_YOUR TASKS_.
1) According to the text on the Syrian conflict, how many Syrians have fled their homes?
2) Pick up the text on the Syrian conflict after its final sentence and carry it forward.

Every day there are the PR narratives in the Syrian conflict entering its 10th year.

Bashar al-Assad proclaims that he will “regain every inch” of the country. Russia says it is carrying out “anti-terrorist operations”, and Iran is protecting shrines. Turkey pledges that it will avert humanitarian crisis. The US says it is preventing the resurgence of the Islamic State.

All of these are diversions from the reality of Syria, from the facade of Assad’s rule in Damascus to the show of Turkish-Russian patrols in the northeast to the illusory “humanitarian corridors” portrayed by Moscow even as it bombs civilian areas.

That reality begins with the hundreds of thousands of Syrian civilians killed, injured, and tortured to death in prison. It continues with the more than 11 million — about half of the country’s population — who have fled their homes, including more than one million now trapped in the northeast between Russia-regime attacks and a closed Turkish border.

And there is a political and military reality around the “biggest humanitarian horror story of the 21st century”, as it is framed by the UN’s head of aid operations Mark Lowcock.

It is the reality that Syria is no longer one country. It is a series of fragmented, often shattered areas.

There is Damascus, where stage-managed videos cannot film over the spiraling prices and shortages that are everyday life for most residents.

_DATA SHOWN_.

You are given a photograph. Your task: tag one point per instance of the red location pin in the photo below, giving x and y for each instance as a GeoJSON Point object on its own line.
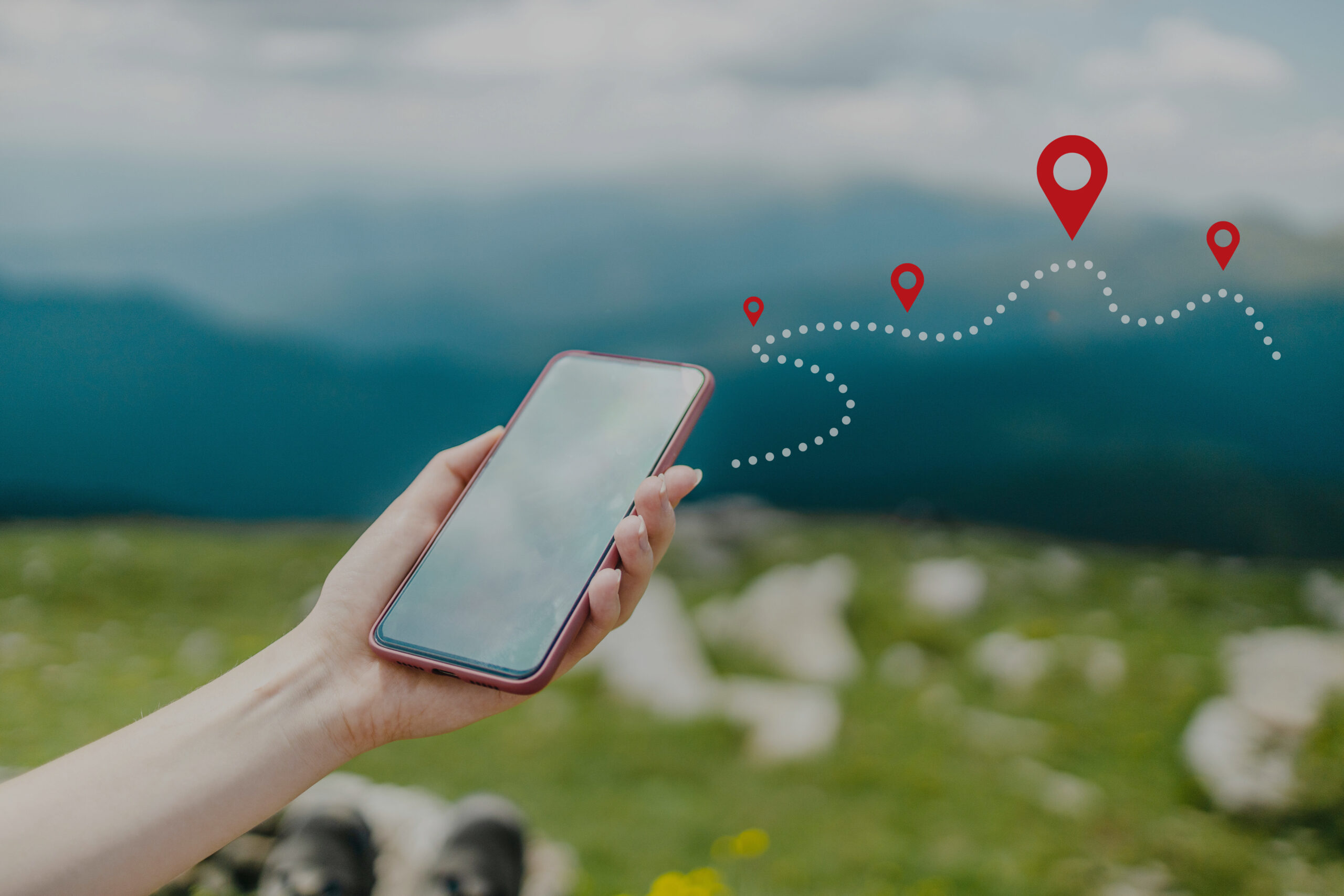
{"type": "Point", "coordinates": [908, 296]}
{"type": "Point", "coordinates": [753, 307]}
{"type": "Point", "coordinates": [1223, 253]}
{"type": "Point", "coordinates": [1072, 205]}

...

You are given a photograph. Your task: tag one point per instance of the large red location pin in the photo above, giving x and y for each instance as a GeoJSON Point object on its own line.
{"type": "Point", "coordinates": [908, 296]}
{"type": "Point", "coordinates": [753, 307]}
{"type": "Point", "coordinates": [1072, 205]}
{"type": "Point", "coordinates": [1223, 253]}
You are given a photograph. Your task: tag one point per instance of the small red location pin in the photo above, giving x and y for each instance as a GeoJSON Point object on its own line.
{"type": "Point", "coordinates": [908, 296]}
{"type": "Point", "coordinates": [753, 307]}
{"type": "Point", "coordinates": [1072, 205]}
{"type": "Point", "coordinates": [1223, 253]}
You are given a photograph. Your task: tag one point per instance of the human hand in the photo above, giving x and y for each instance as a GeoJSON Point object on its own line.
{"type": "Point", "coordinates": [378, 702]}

* * *

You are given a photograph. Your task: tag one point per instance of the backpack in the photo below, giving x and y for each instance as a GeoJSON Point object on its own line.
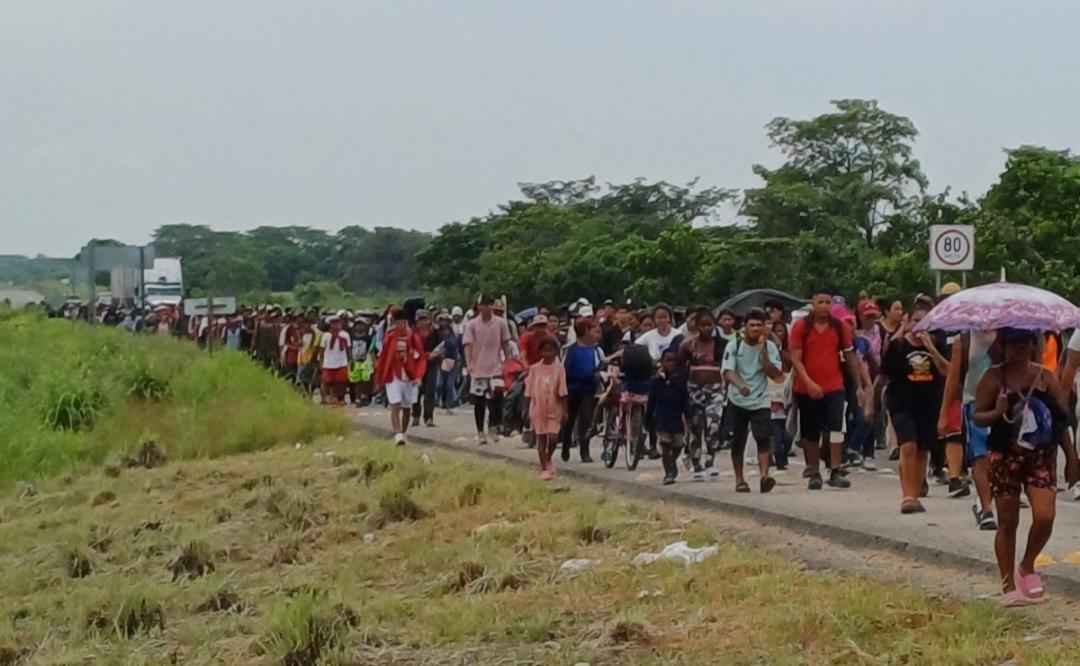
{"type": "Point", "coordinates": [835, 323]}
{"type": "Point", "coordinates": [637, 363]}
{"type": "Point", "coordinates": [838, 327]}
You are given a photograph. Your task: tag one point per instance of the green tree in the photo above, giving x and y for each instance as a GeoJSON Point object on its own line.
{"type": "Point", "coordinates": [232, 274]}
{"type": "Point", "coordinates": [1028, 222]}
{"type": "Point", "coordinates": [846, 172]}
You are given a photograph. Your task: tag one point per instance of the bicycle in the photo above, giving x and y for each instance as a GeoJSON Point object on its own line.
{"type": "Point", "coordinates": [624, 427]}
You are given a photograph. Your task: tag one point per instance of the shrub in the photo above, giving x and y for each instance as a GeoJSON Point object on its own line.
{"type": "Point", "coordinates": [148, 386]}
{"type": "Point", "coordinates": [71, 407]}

_THE ANSWERS_.
1) More than 11 million, about half of the country's population.

2)
There are the devastated buildings and emptied streets of cities, towns, and villages “liberated” by the regime.

There are the autonomous Kurdish cantons in the northeast, threatened by both the Assad regime and Turkey but protected — for the moment — by an American military presence.

There is the embattled opposition territory in Idlib Province, holding out against a 10-month Russian-regime offensive. In the words of an anaesthetist in Idlib city, “We will continue to work until our last breath. If Bashar al-Assad’s forces decide to storm the city, we will be displaced to the camps.”

Beyond their narratives, no one — Assad, Russia, Iran, Turkey, the US — has a strategy to unite these areas. Each can only hope to sustain a position in the country, however decimated it may be.

Showdown in Idlib

Russia’s military intervention from September 2015 prevented the collapse of the Syrian military and Assad’s fall from power. It then enabled the regime, through siege and bombing, to erode opposition areas and reclaim eastern Aleppo city, the Damascus suburbs, and southern Syria.

But it could not bring political or economic stability for the regime’s declaration of “reconciliation”. Propaganda photos display western Aleppo city, but never the east that was reoccupied in December 2016. They do not show Madaya, where scores starved to death during the siege, or Darraya, where a mass killing of civilians in 2012 set a deadly pattern for the conflict. Homs, with its uprising suppressed from 2012 to 2017, is almost erased from view. The PR footage shows one street in Douma, which held out against conventional and chemical attacks until April 2018; it never moves to a second.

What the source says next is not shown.